SHORT TASK: Rewrite the material starting at the line containing "UI element grounding: the sea" and ending at the line containing "[428,268,466,293]", replacing "hummingbird" with "small bird" and leaving everything else unchanged.

STORED RECORDS:

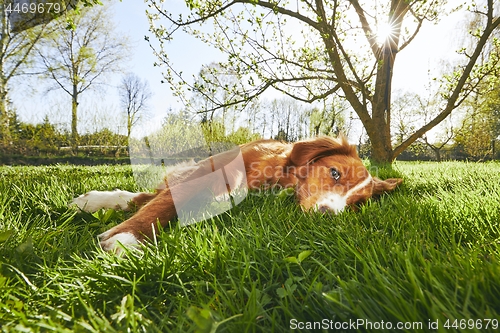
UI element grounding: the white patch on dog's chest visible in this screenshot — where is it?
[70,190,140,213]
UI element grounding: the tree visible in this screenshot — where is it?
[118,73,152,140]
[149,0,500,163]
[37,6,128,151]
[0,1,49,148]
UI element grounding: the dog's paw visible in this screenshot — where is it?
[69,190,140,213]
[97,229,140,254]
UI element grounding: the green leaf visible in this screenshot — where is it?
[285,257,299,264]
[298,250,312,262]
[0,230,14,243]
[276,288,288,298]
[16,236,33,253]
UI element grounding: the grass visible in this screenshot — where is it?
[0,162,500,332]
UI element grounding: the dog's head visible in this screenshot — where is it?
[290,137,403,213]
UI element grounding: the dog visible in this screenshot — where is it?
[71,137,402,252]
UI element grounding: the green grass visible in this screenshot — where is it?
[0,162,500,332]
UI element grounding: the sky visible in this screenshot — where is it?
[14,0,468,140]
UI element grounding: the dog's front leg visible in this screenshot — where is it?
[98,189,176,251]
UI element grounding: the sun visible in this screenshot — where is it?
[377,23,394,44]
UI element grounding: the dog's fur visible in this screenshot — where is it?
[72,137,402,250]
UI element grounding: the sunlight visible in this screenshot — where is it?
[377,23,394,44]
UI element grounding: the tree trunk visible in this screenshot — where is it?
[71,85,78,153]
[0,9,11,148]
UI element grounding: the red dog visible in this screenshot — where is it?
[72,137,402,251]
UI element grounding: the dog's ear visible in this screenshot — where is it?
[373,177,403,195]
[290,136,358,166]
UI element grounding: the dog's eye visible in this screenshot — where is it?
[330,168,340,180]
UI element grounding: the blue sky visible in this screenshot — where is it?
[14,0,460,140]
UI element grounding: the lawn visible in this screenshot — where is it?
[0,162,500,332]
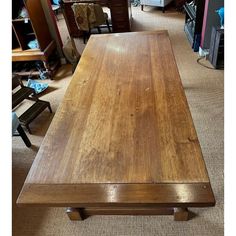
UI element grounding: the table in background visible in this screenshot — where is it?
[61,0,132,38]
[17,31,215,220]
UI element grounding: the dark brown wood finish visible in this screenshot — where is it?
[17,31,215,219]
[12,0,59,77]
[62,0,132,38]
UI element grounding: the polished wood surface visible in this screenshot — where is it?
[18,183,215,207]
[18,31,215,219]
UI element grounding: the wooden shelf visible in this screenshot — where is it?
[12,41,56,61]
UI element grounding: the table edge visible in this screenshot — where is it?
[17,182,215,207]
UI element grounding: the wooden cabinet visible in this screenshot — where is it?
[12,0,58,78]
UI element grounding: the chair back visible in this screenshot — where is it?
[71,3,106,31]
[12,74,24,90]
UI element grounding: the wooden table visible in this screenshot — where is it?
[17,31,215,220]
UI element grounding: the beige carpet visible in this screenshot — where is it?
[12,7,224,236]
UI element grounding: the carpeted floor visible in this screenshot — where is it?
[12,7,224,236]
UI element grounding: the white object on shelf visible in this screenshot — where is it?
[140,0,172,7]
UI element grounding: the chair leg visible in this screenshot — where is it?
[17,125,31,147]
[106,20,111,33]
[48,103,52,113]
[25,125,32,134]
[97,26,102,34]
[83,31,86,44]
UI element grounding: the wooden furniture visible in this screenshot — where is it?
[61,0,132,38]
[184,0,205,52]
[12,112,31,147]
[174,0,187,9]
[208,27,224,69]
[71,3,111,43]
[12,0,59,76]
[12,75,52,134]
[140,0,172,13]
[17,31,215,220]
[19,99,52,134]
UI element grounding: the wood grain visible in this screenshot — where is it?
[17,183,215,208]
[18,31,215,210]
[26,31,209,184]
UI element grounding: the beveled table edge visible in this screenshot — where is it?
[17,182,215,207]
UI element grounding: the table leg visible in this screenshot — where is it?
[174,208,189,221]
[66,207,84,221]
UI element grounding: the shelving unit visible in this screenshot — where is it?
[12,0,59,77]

--

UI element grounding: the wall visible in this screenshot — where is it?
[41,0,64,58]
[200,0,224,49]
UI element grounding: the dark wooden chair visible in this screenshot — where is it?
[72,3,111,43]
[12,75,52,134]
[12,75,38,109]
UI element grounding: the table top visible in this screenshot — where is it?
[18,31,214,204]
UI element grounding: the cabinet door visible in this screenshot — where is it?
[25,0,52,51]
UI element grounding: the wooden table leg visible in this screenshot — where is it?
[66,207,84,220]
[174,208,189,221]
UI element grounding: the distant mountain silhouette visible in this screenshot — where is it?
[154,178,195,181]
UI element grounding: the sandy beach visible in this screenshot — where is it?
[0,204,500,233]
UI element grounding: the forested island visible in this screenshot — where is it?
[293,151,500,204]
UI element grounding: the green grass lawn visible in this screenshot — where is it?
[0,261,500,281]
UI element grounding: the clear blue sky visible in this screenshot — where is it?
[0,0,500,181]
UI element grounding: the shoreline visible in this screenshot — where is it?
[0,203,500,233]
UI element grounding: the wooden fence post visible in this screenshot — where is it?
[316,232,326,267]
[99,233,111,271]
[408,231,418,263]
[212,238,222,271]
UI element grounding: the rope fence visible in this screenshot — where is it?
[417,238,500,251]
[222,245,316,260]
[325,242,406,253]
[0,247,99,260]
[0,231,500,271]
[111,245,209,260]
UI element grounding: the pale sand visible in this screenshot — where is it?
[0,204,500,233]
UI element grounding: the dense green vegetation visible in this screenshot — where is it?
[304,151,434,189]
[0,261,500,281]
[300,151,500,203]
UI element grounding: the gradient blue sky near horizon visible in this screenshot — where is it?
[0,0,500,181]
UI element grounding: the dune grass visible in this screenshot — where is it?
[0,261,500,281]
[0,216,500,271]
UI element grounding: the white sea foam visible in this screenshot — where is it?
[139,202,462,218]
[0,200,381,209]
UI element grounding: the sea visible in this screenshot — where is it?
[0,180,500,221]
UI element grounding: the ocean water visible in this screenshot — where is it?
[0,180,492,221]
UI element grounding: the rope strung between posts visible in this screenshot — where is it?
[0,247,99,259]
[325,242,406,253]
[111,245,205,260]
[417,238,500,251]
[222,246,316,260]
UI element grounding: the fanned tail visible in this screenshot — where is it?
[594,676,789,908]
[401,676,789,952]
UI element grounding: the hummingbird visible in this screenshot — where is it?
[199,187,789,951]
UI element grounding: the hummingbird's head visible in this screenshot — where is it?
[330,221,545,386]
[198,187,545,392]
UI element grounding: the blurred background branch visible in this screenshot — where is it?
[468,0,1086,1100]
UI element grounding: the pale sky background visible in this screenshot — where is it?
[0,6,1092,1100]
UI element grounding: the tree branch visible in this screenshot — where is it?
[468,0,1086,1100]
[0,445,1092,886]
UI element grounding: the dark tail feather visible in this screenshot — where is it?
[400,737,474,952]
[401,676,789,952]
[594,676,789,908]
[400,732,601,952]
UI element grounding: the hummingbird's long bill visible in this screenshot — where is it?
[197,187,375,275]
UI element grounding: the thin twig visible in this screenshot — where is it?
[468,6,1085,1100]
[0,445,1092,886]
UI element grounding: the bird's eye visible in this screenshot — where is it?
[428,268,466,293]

TASK SOLUTION:
UI element grounding: the sea visible in this screenshot — where is it?
[0,180,500,221]
UI element grounding: the ocean water visible in this screenshot — where is it?
[0,180,492,221]
UI element grounding: the rope strung between posts visible in this screenshot — where is it?
[0,247,99,259]
[325,242,406,253]
[111,245,205,260]
[417,238,500,251]
[222,246,316,260]
UI element grounding: the fanned tail visible in this screenshot — where is it?
[594,676,789,908]
[401,676,789,952]
UI element grounding: the small bird visible in this screenshot — where is it?
[199,187,789,951]
UI element grounding: the small bird's head visible in this screenshot — where is it?
[330,221,545,386]
[198,187,545,392]
UI element grounding: the blurred background branch visible in this screenshot — where is it?
[468,0,1086,1100]
UI element grounding: the pale sky background visible in this screenshot — where is it?
[0,6,1092,1100]
UI element grounding: the tree branch visible in this screenshot — where is it?
[468,0,1086,1100]
[0,445,1092,886]
UI element grounding: the dark tail feather visible in this screenshot — where is it?
[400,737,474,952]
[401,676,789,952]
[594,676,789,908]
[400,732,601,952]
UI element grounding: the small bird's long bill visible in this screenshot — where is it?
[197,187,375,275]
UI element grounding: the thin twig visible in this screenshot — where is it?
[468,6,1085,1100]
[0,445,1092,886]
UI element grounding: the bird's eye visible in this screenshot — where is it?
[428,268,466,293]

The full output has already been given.